The exercise asks for every line of the data to be reproduced exactly.

[Dataset entries]

++++++++++++++++++++

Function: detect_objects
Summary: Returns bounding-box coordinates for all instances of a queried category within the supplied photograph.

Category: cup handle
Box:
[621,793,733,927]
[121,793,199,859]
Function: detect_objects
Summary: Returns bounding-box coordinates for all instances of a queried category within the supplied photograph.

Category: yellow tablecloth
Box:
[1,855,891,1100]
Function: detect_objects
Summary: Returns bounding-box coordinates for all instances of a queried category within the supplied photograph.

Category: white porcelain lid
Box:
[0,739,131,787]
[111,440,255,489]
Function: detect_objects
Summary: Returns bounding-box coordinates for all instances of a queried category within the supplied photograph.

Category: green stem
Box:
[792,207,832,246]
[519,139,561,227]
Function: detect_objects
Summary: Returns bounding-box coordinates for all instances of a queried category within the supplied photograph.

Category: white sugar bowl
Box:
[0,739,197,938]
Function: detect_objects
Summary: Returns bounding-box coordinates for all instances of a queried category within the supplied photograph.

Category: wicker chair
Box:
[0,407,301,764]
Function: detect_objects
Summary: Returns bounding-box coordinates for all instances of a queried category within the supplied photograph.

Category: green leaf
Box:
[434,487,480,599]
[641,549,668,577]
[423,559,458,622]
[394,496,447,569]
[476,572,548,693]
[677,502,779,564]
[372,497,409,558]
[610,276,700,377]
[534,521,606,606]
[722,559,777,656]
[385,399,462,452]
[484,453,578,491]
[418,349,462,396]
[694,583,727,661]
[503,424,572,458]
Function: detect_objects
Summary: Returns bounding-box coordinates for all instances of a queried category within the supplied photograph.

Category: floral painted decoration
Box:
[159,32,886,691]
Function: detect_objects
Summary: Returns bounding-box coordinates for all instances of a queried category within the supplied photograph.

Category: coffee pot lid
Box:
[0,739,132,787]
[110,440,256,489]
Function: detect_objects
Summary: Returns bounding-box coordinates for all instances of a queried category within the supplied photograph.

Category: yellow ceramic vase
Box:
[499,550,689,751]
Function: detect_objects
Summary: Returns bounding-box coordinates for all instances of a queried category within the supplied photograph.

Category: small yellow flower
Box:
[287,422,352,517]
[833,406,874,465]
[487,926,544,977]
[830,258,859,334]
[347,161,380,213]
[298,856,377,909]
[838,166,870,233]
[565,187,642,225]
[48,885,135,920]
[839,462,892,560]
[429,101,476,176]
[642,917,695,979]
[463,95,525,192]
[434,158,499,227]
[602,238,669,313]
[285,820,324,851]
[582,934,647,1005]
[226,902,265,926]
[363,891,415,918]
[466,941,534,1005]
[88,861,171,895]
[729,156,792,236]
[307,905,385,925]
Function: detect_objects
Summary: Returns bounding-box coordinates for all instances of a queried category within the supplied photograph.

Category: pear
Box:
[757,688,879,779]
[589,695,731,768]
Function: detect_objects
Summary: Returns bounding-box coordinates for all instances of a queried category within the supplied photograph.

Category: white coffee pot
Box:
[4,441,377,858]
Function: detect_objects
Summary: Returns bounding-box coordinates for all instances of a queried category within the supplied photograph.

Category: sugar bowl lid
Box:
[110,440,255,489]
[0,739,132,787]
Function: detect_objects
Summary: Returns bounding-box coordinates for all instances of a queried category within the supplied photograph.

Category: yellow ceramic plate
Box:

++++++++++++++++++++

:: Task solution ::
Function: detect_objects
Summary: Returns bounding-box coordinates for all instances of a queried category within the supplied photograph.

Category: cup handle
Box:
[621,793,733,927]
[121,793,199,859]
Function: detect_objects
Summary: Returns bounding-box coordinates for all instances of a queried category within the supplied photograph.

Category: yellow tablecloth
Box:
[1,855,891,1100]
Function: detect_objects
Summary: Returns bounding-box coordinates for all instances of a queried category within the supplied photograph.

Category: white porcelain lid
Box:
[0,739,131,787]
[111,440,255,489]
Function: detect_objects
Summary: Returns bounding-box coordinates for all instances of a queried category within the supplied photograph.

Category: green stem
Box:
[792,207,832,246]
[519,139,561,227]
Function: detect_objects
Summary: Returns bounding-box coordinates for all instances of a queried category within the supplied photograph.

Category: white sugar bowl
Box:
[0,739,197,938]
Function: detect_objects
Summary: Returns bounding-box coordinates for all instances of a queried category within the supplied photograph.

Category: wicker chair
Box:
[0,407,301,764]
Function: detect_objects
Summary: Returns bounding-box coordinates for all instances of a queried category within the supplied photograph.

Category: green leaf
Box:
[434,487,480,599]
[641,549,668,577]
[423,559,458,622]
[394,496,447,569]
[476,572,548,693]
[677,502,779,564]
[372,497,409,558]
[610,276,700,377]
[534,521,606,606]
[722,559,777,656]
[385,399,462,452]
[484,453,578,491]
[418,349,462,396]
[694,583,727,661]
[503,424,572,458]
Function: detect_objects
Summary: Returns bounding-box coordinates for all instances of a queried category within the supplied photograph.

Category: floral painted decoration
Box:
[159,32,886,691]
Function: detect_objects
Summary: Returns bounding-box coordinates for all instances of a queried category within the supplied photograph.

Category: coffee pot lid
Box:
[0,739,132,787]
[110,440,256,489]
Function: detect_objects
Summary: Returns bounding-box coordinates for all instances of a queried category within the supplied photograph.

Category: yellow ceramic vase
Box:
[499,550,689,751]
Function: detect_objects
Summary: Returns bounding-box coordinates for all instances of a queried category within the supplied photograph.

Category: small yellow flower
Box:
[287,422,352,517]
[833,406,874,465]
[487,926,544,977]
[830,258,859,334]
[347,161,380,213]
[298,856,377,909]
[838,166,870,233]
[565,187,642,225]
[48,885,135,920]
[839,462,892,560]
[429,101,476,176]
[642,917,695,979]
[463,95,525,192]
[434,158,499,227]
[602,238,669,313]
[285,820,324,851]
[582,934,647,1005]
[226,902,265,926]
[363,891,415,918]
[466,941,534,1005]
[88,861,171,895]
[729,156,792,236]
[307,905,385,925]
Function: detect_objects
Summary: Returns bounding-box coordinates for all instances of a queried category within the supplied photograph.

Category: pear
Box:
[757,688,879,779]
[589,695,731,768]
Function: detect_objects
Summary: Returns bounding-box coordinates for all instances of a queried category within the supplied photograph.

Category: white coffee pot
Box:
[4,441,377,858]
Function: detect_objects
Summary: Returns bounding-box coordinates for all instances of a queried category within the supplied photograph.

Category: sugar bowl lid
Box:
[110,440,255,489]
[0,739,132,787]
Function: detect_objects
Summary: Returns bounding-box coordinates for all instances of a queried category within the supplied photograph.

Category: yellow ceramic plate
Box:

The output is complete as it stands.